▶ Your objective: From the entries below, pull out each line where "shirt" appears.

▶ Extracted information:
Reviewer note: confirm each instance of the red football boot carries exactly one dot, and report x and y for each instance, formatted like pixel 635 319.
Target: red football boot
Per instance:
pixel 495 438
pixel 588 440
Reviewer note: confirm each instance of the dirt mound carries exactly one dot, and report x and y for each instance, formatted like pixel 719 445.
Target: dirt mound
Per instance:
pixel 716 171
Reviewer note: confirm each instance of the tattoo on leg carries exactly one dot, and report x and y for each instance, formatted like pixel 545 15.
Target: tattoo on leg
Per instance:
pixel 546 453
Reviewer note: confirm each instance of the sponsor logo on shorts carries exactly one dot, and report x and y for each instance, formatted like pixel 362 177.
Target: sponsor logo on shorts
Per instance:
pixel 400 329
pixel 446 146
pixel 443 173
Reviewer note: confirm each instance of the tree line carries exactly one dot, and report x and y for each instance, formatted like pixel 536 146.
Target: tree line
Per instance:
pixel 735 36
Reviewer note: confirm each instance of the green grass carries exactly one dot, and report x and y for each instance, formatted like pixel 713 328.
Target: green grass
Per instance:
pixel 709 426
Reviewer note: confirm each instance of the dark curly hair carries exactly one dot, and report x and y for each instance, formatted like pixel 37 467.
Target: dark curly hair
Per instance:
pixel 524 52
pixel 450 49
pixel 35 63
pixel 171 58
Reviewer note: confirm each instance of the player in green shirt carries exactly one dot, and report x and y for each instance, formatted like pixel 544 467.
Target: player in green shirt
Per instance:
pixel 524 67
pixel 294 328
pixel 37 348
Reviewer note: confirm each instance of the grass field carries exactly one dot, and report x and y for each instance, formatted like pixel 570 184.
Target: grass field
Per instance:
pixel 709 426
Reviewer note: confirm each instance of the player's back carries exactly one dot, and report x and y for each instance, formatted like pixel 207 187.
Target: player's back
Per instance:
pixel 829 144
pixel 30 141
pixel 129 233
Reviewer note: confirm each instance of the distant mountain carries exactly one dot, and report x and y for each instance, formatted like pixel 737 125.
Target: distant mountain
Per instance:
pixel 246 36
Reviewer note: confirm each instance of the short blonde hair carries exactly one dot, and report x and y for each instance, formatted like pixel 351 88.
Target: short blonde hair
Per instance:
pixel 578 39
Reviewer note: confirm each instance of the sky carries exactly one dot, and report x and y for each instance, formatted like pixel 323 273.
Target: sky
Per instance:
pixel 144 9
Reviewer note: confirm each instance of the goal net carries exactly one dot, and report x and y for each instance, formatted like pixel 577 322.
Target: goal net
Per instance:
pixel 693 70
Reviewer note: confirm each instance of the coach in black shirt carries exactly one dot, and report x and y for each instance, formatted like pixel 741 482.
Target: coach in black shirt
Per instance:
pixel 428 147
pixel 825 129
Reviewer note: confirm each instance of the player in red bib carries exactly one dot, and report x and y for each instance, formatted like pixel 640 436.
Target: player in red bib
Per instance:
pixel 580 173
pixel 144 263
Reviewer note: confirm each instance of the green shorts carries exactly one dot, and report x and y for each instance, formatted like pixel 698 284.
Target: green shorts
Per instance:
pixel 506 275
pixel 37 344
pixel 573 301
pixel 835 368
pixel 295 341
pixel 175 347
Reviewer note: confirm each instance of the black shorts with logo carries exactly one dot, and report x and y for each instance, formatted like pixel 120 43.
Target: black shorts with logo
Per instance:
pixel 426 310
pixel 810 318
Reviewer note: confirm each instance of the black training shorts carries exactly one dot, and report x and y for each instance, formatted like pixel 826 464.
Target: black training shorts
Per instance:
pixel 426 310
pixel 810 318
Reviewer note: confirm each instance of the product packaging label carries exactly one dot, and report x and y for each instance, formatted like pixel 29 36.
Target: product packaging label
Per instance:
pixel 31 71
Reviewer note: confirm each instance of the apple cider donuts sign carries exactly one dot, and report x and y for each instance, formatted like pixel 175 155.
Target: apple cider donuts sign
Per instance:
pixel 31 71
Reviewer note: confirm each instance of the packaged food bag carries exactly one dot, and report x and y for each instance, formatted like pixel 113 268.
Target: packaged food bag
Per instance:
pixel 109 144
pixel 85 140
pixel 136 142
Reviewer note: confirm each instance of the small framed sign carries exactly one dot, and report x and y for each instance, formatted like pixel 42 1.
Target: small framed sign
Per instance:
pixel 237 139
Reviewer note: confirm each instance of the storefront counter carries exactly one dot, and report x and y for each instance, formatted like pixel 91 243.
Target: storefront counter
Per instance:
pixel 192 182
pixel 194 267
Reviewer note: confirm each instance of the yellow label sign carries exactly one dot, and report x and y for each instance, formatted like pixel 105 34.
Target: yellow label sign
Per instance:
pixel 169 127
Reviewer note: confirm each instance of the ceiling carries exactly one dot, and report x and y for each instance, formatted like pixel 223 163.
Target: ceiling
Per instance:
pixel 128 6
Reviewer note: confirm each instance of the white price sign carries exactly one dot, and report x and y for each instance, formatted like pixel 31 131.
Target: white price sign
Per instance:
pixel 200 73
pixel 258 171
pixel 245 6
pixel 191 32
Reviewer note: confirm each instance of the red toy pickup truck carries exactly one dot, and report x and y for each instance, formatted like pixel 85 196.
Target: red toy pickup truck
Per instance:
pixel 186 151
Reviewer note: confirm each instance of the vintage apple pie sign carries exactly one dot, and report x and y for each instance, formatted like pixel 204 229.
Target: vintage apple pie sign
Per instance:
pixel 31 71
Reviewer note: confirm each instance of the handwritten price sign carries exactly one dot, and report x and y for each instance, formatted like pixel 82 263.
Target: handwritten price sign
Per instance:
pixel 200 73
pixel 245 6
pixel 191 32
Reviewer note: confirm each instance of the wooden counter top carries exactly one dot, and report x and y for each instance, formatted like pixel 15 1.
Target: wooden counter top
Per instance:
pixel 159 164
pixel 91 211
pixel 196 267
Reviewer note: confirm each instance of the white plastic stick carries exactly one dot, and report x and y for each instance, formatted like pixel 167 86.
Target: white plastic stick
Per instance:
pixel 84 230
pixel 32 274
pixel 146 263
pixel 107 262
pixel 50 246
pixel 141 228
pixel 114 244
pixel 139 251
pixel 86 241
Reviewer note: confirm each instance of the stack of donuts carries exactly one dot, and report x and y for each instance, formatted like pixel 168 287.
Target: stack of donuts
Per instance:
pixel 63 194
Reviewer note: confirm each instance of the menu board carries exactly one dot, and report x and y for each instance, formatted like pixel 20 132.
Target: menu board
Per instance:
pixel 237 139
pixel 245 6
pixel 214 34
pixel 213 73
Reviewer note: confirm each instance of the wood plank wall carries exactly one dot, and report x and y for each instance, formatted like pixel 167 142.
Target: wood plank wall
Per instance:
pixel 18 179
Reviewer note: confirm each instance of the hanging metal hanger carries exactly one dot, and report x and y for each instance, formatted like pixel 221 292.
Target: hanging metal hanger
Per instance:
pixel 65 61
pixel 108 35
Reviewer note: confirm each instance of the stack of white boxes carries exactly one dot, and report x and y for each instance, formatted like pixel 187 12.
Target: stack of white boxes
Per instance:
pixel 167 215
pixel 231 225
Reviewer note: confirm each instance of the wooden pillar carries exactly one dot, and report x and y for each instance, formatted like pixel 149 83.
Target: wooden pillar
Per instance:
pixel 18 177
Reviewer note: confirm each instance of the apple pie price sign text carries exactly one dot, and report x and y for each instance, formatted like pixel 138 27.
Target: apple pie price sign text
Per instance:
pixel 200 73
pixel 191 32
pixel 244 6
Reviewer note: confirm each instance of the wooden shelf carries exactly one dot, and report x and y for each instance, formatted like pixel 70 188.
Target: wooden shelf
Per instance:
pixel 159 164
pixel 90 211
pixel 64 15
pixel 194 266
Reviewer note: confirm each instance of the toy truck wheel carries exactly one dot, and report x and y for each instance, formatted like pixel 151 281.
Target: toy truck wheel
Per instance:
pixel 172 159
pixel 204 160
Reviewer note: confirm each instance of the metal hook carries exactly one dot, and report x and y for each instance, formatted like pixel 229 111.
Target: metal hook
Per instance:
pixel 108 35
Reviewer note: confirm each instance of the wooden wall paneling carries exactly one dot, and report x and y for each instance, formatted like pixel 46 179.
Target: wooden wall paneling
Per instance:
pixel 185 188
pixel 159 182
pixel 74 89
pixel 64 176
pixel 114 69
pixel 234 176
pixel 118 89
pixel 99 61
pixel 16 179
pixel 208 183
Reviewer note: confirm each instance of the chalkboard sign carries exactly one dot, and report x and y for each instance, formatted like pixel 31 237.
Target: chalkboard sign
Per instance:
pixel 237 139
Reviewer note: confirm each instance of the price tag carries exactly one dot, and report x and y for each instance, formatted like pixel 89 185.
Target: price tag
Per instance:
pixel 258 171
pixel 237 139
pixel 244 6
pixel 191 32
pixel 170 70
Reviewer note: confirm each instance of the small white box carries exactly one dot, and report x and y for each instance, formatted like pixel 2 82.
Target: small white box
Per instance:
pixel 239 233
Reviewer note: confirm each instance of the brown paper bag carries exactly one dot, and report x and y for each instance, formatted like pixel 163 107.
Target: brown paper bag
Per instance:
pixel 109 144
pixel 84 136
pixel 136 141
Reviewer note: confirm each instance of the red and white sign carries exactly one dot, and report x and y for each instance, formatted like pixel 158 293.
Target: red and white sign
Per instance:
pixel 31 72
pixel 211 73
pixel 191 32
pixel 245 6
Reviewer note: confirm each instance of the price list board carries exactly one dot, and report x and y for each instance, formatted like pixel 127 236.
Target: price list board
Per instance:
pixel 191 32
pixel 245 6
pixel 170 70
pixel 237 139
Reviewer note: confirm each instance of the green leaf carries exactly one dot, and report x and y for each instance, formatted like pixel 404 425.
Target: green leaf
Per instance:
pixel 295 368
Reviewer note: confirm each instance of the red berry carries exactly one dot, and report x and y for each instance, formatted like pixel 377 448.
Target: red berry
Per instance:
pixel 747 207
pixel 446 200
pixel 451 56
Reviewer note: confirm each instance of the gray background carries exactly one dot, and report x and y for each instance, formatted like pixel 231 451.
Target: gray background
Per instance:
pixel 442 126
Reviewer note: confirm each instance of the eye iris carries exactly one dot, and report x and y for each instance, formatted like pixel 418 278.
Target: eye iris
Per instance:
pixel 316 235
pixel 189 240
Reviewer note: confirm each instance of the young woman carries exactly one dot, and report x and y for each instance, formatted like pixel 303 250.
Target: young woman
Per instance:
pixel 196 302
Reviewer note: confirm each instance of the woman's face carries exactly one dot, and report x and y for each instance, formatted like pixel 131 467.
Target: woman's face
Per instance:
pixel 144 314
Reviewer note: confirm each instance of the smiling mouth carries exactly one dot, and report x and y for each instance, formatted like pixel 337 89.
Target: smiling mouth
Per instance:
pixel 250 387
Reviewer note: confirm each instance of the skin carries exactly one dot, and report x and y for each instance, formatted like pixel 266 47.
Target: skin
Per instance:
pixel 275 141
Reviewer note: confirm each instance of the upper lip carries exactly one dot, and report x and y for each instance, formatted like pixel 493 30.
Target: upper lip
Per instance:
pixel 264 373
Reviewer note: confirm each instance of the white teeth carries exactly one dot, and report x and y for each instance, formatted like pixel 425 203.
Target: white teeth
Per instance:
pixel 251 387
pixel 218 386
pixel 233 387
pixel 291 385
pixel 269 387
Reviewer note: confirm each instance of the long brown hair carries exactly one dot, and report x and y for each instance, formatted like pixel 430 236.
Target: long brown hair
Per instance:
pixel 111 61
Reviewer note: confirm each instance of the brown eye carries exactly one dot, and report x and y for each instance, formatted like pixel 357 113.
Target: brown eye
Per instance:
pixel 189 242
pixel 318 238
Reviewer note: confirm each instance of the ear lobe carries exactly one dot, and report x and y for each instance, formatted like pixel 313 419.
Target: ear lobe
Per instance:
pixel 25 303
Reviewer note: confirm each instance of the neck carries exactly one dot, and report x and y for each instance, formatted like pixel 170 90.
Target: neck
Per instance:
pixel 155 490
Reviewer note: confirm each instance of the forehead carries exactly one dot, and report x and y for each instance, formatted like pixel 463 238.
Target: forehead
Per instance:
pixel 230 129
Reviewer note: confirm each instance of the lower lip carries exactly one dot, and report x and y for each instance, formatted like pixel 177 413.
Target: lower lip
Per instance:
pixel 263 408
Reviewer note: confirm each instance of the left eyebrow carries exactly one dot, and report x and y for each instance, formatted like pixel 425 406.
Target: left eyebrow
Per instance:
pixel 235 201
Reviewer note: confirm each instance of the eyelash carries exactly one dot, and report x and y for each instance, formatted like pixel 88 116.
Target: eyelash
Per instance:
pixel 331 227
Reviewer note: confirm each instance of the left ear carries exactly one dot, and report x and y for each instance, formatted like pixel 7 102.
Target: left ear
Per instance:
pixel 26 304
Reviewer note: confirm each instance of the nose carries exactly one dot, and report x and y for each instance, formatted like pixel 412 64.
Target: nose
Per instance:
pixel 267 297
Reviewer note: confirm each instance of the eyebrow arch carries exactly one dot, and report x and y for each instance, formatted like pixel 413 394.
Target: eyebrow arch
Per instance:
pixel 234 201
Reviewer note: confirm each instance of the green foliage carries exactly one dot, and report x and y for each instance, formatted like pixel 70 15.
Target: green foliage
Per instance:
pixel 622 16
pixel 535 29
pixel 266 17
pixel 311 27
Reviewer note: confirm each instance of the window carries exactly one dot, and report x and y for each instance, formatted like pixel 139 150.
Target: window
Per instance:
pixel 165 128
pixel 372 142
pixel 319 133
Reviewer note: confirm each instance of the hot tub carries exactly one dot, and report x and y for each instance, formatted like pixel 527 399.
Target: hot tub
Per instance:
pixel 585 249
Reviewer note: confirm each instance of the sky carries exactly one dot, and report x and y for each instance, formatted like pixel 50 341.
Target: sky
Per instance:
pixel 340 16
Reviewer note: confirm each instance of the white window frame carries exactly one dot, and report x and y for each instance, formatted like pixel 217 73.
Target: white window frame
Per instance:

▶ Finished task:
Reviewer note: confirm each instance of the player in green shirt carries exactly one dot, and report x and y for each instance, formatted like pixel 544 467.
Target: player in green shirt
Reviewer note: confirm each instance of the coach in black shirt carries exactly one dot, and report x and y for each instance, formatted like pixel 741 482.
Target: coach in black shirt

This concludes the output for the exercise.